▸ **DIRECTION**
Scale the part that opens with the line containing "Pass-network tagging: label the basketball net" and closes with the line containing "[(688, 216)]" by writing out those lines again, requests included, with every point coordinate in the answers multiplied by 2.35 and rounded to a whole number, halves rounding up. Leave the numbers in the requests and their format samples unchanged.

▸ **DATASET**

--------

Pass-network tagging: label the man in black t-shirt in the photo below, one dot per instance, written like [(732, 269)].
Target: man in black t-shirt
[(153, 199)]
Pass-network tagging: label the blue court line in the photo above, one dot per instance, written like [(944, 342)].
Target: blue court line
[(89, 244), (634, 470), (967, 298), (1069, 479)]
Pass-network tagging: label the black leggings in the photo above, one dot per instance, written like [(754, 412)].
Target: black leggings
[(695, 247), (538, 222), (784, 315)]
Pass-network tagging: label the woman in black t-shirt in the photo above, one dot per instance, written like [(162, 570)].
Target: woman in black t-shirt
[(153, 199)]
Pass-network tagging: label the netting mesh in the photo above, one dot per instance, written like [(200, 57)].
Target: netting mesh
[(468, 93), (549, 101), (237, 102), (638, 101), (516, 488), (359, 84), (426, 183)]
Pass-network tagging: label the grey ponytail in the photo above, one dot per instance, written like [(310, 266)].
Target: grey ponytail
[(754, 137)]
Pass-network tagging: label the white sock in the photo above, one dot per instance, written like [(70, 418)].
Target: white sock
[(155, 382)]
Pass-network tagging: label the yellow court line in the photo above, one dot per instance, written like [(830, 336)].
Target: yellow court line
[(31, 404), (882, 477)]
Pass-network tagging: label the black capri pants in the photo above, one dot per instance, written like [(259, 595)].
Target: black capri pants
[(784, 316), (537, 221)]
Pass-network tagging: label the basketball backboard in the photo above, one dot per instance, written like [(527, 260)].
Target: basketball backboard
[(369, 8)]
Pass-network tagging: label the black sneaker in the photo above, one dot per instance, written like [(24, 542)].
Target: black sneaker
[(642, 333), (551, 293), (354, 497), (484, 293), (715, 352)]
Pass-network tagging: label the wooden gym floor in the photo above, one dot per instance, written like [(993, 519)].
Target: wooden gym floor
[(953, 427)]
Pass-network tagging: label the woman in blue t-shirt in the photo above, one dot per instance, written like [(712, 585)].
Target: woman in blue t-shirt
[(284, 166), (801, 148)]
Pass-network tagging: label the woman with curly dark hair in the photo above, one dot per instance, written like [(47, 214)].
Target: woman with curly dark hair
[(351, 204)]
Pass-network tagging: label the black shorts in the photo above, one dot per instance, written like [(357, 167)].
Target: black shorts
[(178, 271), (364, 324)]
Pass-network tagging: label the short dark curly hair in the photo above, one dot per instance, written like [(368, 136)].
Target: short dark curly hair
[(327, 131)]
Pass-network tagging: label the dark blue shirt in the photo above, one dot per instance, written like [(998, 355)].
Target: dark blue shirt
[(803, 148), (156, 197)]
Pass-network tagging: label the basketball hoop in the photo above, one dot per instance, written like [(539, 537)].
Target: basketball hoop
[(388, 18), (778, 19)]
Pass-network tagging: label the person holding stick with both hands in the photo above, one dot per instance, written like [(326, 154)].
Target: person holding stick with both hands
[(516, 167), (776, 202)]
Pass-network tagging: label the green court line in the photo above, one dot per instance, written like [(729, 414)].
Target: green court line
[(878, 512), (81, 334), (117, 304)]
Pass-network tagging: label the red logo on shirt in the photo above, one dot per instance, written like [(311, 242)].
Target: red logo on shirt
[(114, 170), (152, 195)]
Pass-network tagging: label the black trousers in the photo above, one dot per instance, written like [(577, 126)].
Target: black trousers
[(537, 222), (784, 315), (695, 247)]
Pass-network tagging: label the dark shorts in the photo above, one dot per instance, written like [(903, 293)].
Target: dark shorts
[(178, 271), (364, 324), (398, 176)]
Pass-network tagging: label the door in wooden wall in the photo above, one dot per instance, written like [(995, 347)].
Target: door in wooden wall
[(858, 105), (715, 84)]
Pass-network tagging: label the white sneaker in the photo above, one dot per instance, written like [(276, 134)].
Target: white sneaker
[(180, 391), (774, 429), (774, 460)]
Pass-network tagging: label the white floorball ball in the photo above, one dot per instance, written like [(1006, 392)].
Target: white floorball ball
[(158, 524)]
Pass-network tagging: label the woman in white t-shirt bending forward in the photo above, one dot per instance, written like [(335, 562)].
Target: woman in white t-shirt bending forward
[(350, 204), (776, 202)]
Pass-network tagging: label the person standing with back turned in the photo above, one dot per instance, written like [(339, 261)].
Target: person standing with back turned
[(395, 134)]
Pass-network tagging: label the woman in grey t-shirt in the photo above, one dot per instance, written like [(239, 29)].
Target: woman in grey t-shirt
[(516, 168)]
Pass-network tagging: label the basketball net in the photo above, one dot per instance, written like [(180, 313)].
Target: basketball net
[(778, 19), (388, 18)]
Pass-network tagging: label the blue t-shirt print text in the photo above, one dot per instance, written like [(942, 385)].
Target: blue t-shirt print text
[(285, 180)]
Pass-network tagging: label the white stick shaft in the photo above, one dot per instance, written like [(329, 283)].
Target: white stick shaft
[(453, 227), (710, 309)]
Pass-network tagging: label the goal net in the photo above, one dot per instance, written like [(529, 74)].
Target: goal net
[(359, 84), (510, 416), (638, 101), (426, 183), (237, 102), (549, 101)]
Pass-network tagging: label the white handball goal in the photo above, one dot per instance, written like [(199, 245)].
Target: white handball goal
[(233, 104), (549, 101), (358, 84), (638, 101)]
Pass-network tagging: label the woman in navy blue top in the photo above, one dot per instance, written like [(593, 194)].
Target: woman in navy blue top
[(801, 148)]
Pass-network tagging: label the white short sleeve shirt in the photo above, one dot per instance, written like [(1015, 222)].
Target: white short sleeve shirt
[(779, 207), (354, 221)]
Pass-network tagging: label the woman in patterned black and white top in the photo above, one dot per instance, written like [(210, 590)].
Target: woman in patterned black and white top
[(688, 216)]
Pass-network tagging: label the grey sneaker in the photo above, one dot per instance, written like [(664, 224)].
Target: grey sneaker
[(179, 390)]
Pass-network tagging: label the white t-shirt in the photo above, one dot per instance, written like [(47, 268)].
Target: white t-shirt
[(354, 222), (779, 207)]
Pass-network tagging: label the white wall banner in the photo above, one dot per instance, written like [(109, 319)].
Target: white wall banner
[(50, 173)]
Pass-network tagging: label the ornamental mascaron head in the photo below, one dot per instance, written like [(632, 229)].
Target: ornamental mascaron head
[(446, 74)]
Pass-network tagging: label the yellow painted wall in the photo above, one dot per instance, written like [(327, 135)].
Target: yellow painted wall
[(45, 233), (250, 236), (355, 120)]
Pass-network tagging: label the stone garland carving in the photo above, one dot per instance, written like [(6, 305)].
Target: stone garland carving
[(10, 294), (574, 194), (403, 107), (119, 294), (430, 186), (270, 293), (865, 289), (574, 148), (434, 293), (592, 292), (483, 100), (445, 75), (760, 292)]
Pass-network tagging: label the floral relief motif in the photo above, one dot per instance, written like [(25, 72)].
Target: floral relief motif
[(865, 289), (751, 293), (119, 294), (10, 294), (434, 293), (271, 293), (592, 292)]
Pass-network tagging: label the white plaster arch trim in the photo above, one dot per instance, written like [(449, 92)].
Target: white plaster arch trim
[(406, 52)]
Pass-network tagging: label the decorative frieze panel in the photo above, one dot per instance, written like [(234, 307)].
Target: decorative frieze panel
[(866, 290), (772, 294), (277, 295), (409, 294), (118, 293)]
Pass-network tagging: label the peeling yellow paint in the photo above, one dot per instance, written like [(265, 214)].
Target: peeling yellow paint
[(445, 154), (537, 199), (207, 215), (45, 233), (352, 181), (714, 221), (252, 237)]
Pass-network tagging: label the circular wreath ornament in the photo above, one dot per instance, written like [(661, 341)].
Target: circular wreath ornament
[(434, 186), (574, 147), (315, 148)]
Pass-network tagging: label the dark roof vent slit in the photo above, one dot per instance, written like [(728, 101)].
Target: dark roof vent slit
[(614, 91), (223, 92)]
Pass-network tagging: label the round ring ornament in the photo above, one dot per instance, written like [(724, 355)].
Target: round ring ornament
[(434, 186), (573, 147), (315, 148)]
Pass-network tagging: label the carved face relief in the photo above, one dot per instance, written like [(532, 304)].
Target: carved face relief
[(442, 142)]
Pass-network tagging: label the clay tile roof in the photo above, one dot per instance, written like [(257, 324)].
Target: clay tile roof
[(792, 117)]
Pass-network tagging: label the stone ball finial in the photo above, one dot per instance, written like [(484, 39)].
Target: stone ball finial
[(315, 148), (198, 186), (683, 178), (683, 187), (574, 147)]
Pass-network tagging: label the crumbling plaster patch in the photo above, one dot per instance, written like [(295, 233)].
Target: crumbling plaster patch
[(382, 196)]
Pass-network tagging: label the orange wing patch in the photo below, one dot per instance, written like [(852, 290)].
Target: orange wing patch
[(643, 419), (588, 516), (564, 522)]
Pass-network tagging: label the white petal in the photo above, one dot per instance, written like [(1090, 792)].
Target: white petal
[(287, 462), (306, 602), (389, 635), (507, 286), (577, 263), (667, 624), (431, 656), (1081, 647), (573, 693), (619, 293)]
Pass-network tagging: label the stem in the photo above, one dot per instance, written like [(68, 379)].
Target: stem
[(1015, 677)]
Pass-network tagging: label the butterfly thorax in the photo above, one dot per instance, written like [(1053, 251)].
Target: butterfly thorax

--------

▸ **PROBLEM SOLUTION**
Pass-network tagging: label the basketball net in the photo above, one dot per instance, written like [(180, 313)].
Target: basketball net
[(1828, 45), (912, 42)]
Pass-network tagging: label the blue t-shirt print text in the photo above, one dot per instance, written like [(942, 385)].
Target: blue t-shirt print text
[(670, 423)]
Pass-network tagging: label the white stick shaft in the photo above, one dot per instance, written like [(329, 283)].
Target: white stick shaft
[(1065, 533), (1669, 726)]
Pass-network tagging: label the goal net in the photo above, one dot per instance, written like [(529, 74)].
Target: goal net
[(844, 197), (1199, 978), (1499, 237), (1001, 430), (557, 240), (1290, 237)]
Pass-network tagging: label the white handball goal in the photo above, one dot per instance, written like [(199, 245)].
Target: white handball goal
[(548, 244), (1290, 237), (841, 197), (1499, 237)]
Pass-network tagging: label the woman in navy blue top in the photo above, one dot per instance, written like [(593, 194)].
Target: woman in navy blue top
[(1882, 348)]
Pass-network tagging: label the white short sleeve shirt in the photo above, one dot per instance, written like [(1015, 222)].
Target: white short sleeve shirt
[(1831, 486), (832, 519)]
Pass-network tagging: label the woman in patterned black and white top in the photo above, one dot per instance, written like [(210, 590)].
Target: woman in patterned black and white top
[(1617, 508)]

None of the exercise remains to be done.